What needs to be done: Revise the post about voting for Romney from "I’m not going" to "a blood oath?", putting "man" in place of "fellow".
— start Text to read —
In order to answer that, you need to consider my title question. Would you vote for David Koresh? Would you vote for a follower of David Koresh? Because these two leaders have a lot in common, not the least o which is a pretty powerful handle on how to assert authority. We’ll throw Jim Jones in the pile, just for kicks ( this link has a fun quiz for you at the end).

I’m not going to question Romney’s morality, leadership or experience. But I do have questions about his judgment based on following this one religion that has made a martyr out of a Koresh-like character and has founded an entire religion from a book written by this same fellow that asserts the Native Americans are descendants of a lost tribe of Israelites. Why they failed to retain knowledge of the wheel is still one of many unsolved mysteries. But here is this fellow who believes and follows such teachings in addition to the Bible, who wants to be President of the United States. Should we vote for him if he is an otherwise good guy? How gullible is he? Has he ever taken a blood oath?

I don’t know, but these are some interesting questions.
— end Text to read —
— start Given records —
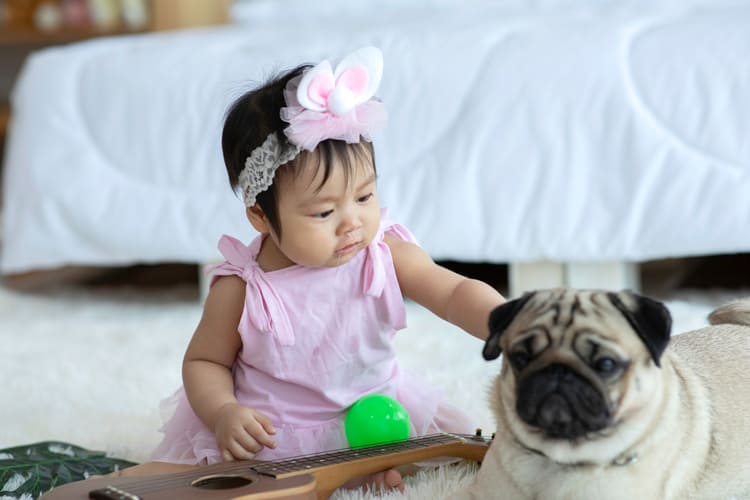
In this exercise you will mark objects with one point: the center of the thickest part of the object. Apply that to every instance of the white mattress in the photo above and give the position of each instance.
(604, 131)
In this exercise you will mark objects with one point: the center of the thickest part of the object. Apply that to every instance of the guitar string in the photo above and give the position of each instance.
(187, 478)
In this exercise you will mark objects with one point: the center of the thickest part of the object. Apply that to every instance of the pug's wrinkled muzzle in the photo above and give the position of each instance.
(561, 403)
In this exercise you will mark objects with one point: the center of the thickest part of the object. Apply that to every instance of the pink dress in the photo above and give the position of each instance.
(314, 340)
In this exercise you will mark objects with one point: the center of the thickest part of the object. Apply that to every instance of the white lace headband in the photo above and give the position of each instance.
(321, 104)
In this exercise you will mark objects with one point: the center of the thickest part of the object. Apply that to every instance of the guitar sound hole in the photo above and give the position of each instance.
(221, 482)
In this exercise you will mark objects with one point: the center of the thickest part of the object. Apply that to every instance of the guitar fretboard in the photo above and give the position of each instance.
(311, 462)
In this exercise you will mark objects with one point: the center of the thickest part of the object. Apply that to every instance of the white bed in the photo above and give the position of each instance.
(573, 132)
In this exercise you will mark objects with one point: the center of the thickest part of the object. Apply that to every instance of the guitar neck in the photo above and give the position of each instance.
(334, 468)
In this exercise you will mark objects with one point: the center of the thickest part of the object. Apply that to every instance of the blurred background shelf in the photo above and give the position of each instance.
(29, 25)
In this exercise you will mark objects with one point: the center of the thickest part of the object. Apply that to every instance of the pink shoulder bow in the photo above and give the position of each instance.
(264, 309)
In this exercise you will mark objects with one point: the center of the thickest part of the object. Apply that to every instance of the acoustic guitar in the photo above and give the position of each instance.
(298, 478)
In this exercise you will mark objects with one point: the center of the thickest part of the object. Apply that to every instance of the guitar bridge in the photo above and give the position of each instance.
(112, 493)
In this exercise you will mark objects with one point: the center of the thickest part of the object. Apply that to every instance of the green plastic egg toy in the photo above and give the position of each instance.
(376, 419)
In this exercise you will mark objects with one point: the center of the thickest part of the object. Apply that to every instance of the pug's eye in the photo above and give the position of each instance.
(519, 359)
(605, 366)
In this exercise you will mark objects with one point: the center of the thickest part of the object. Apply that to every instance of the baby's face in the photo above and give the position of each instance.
(327, 227)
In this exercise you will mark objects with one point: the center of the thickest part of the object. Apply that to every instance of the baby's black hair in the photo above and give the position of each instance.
(254, 116)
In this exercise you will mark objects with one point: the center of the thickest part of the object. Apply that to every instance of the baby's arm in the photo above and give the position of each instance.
(207, 374)
(463, 301)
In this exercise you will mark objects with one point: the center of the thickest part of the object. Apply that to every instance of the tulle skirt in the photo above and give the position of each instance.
(187, 440)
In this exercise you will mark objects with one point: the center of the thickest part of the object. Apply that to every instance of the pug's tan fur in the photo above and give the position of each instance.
(673, 423)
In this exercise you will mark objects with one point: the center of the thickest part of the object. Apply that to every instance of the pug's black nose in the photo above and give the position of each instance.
(554, 412)
(561, 403)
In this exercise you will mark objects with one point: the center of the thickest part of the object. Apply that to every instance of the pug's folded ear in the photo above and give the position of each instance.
(500, 318)
(649, 318)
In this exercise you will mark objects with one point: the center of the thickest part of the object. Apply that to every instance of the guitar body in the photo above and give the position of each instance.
(299, 478)
(212, 482)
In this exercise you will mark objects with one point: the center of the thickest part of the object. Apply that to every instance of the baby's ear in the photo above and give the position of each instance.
(258, 219)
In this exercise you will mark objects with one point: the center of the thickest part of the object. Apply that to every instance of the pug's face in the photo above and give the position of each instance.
(580, 366)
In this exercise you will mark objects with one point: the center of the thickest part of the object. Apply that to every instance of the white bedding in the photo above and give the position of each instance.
(563, 130)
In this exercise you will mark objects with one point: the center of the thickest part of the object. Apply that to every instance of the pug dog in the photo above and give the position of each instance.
(595, 401)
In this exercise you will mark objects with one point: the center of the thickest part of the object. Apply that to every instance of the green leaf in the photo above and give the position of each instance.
(39, 467)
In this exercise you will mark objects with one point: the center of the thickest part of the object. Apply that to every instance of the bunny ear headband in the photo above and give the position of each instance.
(321, 104)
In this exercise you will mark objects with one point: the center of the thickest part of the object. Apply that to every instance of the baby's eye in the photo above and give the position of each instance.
(323, 215)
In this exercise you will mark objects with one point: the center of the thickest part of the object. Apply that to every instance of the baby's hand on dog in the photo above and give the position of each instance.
(242, 432)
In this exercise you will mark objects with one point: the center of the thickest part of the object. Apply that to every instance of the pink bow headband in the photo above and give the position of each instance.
(321, 104)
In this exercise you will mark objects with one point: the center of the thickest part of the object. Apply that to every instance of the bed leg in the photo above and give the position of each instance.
(525, 276)
(609, 275)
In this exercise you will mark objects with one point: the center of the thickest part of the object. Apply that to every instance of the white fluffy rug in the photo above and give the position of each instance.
(90, 366)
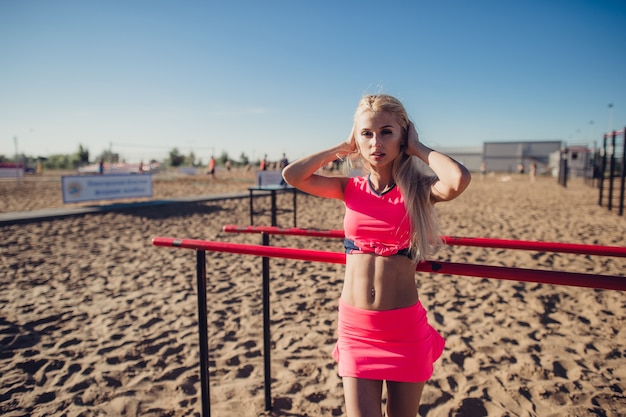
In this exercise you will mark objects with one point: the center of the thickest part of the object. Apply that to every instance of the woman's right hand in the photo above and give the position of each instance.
(350, 143)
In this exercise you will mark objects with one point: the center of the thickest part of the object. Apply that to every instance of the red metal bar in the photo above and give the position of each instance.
(292, 231)
(607, 282)
(617, 251)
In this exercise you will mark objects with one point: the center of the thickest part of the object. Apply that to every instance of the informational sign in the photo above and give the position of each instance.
(78, 188)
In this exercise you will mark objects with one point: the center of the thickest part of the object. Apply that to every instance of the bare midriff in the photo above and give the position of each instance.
(374, 282)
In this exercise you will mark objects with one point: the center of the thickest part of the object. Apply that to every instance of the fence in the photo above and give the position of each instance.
(449, 268)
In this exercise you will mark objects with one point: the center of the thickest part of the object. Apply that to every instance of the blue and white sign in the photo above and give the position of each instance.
(78, 188)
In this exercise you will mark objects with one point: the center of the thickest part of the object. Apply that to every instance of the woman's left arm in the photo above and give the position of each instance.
(452, 177)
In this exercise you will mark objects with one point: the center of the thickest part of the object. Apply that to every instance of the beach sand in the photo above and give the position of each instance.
(96, 321)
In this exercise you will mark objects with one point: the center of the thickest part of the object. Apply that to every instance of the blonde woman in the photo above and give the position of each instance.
(389, 224)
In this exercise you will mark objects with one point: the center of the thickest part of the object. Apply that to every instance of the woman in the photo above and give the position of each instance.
(390, 224)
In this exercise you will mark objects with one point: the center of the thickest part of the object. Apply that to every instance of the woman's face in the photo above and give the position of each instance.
(379, 137)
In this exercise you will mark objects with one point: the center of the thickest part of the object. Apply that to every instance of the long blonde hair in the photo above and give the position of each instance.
(409, 173)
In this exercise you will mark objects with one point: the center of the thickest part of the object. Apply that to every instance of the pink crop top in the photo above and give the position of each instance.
(373, 222)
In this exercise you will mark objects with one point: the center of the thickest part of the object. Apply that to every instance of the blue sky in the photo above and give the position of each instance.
(144, 77)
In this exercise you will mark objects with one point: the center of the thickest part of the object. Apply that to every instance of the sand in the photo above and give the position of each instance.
(95, 321)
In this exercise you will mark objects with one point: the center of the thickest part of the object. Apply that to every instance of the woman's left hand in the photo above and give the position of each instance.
(413, 145)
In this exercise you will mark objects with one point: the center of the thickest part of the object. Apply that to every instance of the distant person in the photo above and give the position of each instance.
(483, 170)
(533, 171)
(283, 162)
(211, 167)
(281, 165)
(390, 224)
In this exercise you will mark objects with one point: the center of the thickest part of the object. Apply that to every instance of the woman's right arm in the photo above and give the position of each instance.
(301, 173)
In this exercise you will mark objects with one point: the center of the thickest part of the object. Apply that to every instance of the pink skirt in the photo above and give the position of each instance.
(389, 345)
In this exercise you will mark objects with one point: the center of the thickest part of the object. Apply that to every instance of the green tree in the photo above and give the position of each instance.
(243, 159)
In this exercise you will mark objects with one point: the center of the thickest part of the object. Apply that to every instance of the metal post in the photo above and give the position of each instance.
(602, 169)
(267, 340)
(623, 173)
(273, 192)
(611, 169)
(294, 208)
(203, 330)
(251, 208)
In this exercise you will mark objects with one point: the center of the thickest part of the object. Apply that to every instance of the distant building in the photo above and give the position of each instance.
(470, 157)
(510, 156)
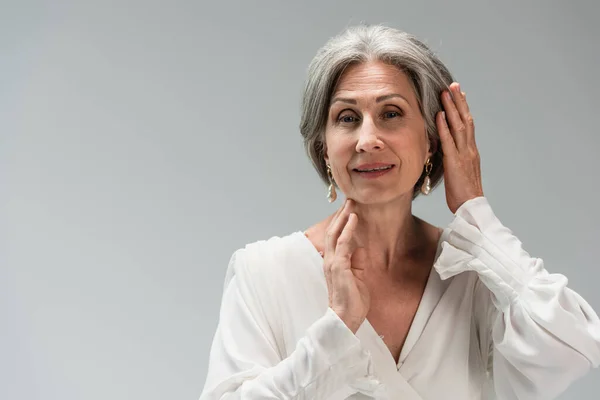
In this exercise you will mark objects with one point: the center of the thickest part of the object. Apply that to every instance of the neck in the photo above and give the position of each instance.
(389, 232)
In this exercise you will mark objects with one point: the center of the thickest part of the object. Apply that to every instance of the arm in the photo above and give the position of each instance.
(246, 364)
(542, 334)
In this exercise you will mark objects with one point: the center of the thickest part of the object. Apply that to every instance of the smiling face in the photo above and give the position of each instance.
(375, 136)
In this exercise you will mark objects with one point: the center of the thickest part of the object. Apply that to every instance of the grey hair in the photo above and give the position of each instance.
(363, 43)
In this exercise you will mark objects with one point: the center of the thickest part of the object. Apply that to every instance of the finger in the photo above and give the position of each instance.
(448, 145)
(454, 120)
(346, 244)
(460, 100)
(336, 227)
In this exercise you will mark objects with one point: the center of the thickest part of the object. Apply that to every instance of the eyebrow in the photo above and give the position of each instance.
(378, 99)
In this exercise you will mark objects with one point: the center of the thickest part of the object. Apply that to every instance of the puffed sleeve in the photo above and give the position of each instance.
(537, 335)
(245, 363)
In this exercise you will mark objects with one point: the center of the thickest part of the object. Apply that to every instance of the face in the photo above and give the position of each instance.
(375, 135)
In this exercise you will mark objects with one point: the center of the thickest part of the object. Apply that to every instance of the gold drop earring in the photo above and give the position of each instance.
(331, 194)
(426, 186)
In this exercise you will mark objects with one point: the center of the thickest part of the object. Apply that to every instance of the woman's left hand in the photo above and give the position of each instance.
(462, 170)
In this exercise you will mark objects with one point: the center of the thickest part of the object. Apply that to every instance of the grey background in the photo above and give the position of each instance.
(141, 143)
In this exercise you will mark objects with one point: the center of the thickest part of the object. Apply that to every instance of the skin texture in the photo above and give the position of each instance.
(377, 255)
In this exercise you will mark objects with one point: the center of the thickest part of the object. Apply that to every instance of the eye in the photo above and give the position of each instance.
(391, 114)
(347, 118)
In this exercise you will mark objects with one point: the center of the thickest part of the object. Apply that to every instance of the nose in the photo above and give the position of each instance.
(368, 138)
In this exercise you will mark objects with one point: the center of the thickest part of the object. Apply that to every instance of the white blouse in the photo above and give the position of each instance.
(492, 323)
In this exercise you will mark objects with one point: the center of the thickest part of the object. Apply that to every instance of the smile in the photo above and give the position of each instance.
(375, 172)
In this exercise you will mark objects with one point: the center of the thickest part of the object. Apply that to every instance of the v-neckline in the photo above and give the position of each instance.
(367, 333)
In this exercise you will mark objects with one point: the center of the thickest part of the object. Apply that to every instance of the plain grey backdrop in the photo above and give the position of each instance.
(142, 142)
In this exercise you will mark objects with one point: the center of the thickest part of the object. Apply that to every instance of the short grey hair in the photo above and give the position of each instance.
(363, 43)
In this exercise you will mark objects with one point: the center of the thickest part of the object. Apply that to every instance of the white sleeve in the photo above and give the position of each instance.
(541, 334)
(246, 364)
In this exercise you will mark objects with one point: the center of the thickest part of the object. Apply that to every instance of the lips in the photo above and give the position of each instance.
(373, 167)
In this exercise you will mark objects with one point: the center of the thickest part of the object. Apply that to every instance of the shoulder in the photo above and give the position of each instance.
(266, 260)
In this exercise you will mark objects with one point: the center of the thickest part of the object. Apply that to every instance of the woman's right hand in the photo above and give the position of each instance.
(344, 264)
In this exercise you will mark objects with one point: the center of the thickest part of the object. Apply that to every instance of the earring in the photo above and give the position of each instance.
(426, 187)
(331, 194)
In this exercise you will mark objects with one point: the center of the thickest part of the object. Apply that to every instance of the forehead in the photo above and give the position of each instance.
(373, 76)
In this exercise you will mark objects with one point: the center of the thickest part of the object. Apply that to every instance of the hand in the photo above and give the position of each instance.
(348, 294)
(462, 166)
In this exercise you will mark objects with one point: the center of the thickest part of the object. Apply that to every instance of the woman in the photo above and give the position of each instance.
(373, 302)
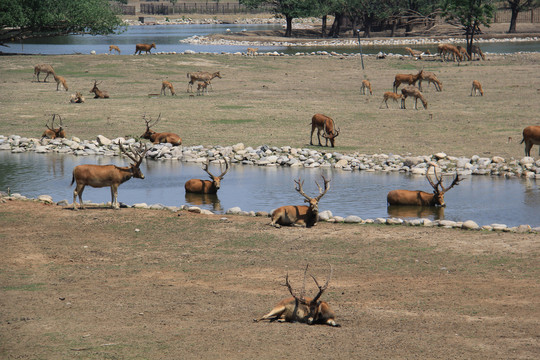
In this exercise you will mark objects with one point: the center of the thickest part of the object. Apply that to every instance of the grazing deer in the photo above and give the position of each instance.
(158, 138)
(390, 95)
(477, 88)
(201, 76)
(52, 132)
(206, 186)
(366, 85)
(167, 85)
(531, 136)
(415, 92)
(60, 80)
(107, 175)
(300, 215)
(421, 198)
(407, 78)
(325, 125)
(98, 93)
(115, 48)
(299, 308)
(144, 47)
(46, 68)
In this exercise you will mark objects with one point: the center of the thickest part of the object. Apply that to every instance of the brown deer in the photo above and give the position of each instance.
(167, 85)
(300, 215)
(477, 88)
(201, 76)
(107, 175)
(299, 308)
(421, 198)
(414, 92)
(531, 136)
(98, 93)
(52, 132)
(144, 47)
(366, 85)
(46, 68)
(325, 125)
(206, 186)
(158, 138)
(407, 78)
(60, 80)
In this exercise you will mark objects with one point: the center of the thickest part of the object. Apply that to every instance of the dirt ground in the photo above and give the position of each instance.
(143, 284)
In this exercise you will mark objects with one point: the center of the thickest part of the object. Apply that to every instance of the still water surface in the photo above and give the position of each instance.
(484, 199)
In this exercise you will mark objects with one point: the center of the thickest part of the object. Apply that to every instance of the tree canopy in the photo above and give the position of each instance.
(20, 19)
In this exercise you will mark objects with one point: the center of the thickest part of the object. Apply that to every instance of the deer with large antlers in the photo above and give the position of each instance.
(299, 308)
(159, 138)
(52, 132)
(300, 215)
(206, 186)
(421, 198)
(325, 125)
(107, 175)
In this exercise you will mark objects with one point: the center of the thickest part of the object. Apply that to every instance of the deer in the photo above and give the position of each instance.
(52, 132)
(366, 85)
(98, 93)
(477, 88)
(144, 47)
(115, 48)
(46, 68)
(531, 136)
(107, 175)
(325, 125)
(431, 78)
(159, 138)
(167, 85)
(60, 80)
(201, 76)
(390, 95)
(421, 198)
(300, 215)
(415, 92)
(299, 308)
(199, 186)
(407, 78)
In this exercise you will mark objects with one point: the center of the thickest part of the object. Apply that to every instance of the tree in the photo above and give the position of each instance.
(20, 19)
(470, 14)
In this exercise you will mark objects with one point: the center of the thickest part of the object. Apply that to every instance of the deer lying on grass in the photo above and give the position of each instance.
(98, 93)
(206, 186)
(60, 80)
(144, 47)
(407, 78)
(477, 88)
(415, 92)
(531, 136)
(107, 175)
(115, 48)
(300, 215)
(421, 198)
(431, 78)
(325, 125)
(46, 68)
(167, 85)
(201, 76)
(390, 95)
(366, 85)
(299, 308)
(158, 138)
(52, 132)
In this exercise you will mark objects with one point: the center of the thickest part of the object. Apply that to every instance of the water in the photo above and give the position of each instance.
(483, 199)
(167, 39)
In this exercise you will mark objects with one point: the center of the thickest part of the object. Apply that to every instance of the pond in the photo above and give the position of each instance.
(486, 200)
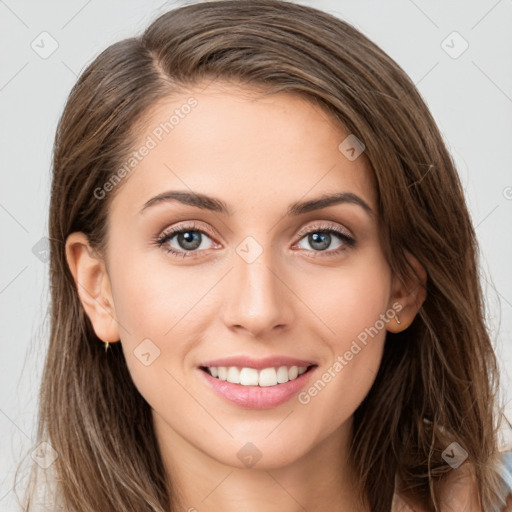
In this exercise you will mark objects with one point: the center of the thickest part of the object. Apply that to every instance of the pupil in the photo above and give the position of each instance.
(323, 239)
(189, 240)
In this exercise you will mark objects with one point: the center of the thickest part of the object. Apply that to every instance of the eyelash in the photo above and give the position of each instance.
(348, 241)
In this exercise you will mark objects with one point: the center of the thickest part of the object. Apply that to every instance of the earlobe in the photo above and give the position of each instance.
(93, 286)
(409, 294)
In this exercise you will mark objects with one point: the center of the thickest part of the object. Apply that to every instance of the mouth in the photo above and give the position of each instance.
(266, 377)
(253, 388)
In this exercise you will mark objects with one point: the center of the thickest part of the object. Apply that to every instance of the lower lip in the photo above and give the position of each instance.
(257, 397)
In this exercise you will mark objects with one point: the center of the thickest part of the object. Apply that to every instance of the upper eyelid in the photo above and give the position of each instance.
(197, 226)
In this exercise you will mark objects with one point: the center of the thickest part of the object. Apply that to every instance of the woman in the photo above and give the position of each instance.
(254, 210)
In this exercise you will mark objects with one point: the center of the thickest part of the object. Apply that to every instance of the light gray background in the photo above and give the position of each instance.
(470, 97)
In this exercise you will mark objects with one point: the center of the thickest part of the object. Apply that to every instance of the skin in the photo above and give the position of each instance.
(258, 155)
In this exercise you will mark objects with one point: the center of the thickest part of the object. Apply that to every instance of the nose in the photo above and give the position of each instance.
(259, 300)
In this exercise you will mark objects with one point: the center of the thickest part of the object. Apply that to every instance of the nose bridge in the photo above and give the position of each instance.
(258, 299)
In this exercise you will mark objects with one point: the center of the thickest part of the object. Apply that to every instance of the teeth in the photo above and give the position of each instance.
(253, 377)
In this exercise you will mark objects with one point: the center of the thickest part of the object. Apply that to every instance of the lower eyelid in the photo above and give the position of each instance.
(166, 237)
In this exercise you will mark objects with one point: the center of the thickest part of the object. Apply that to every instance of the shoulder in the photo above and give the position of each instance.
(460, 490)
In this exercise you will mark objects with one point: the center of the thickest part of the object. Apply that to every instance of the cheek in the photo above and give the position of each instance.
(353, 306)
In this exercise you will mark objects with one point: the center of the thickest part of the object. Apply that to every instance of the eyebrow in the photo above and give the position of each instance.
(217, 205)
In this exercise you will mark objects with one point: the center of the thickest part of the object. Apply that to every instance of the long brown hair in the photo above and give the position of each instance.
(438, 379)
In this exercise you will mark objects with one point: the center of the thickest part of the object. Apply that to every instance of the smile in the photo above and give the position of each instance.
(256, 389)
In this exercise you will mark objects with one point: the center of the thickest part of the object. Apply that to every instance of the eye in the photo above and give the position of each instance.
(187, 240)
(320, 237)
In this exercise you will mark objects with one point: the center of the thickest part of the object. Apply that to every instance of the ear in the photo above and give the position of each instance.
(93, 286)
(409, 295)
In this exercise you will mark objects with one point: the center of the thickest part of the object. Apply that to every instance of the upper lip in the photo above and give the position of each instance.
(259, 364)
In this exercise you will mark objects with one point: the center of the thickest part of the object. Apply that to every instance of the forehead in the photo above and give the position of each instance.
(238, 144)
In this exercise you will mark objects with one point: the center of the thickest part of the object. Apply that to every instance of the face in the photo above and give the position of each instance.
(248, 273)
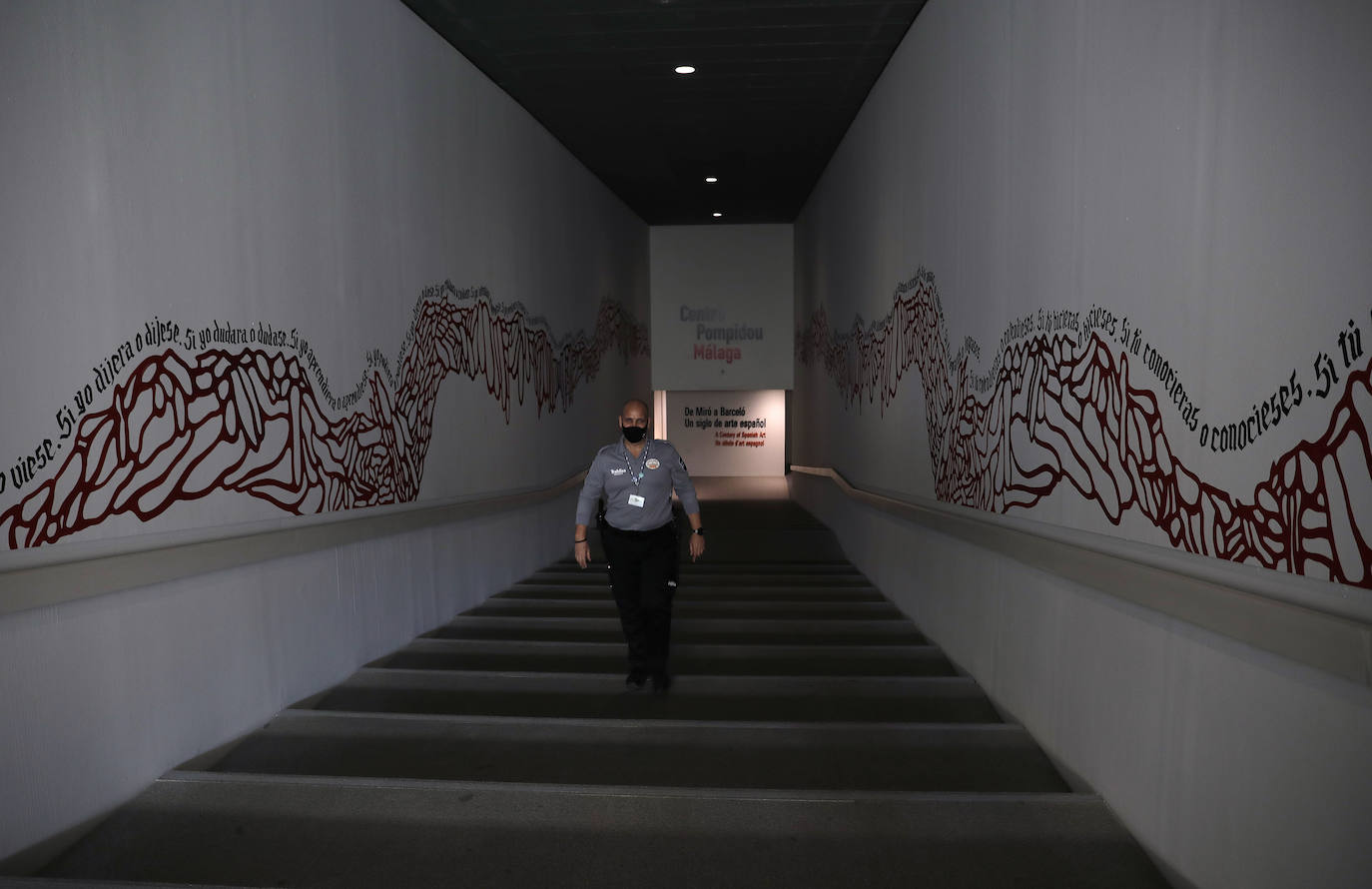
— end Given records —
Written response:
I’m not going to question Romney’s morality, leadership or experience. But I do have questions about his judgment based on following this one religion that has made a martyr out of a Koresh-like character and has founded an entire religion from a book written by this same man that asserts the Native Americans are descendants of a lost tribe of Israelites. Why they failed to retain knowledge of the wheel is still one of many unsolved mysteries. But here is this man who believes and follows such teachings in addition to the Bible, who wants to be President of the United States. Should we vote for him if he is an otherwise good guy? How gullible is he? Has he ever taken a blood oath?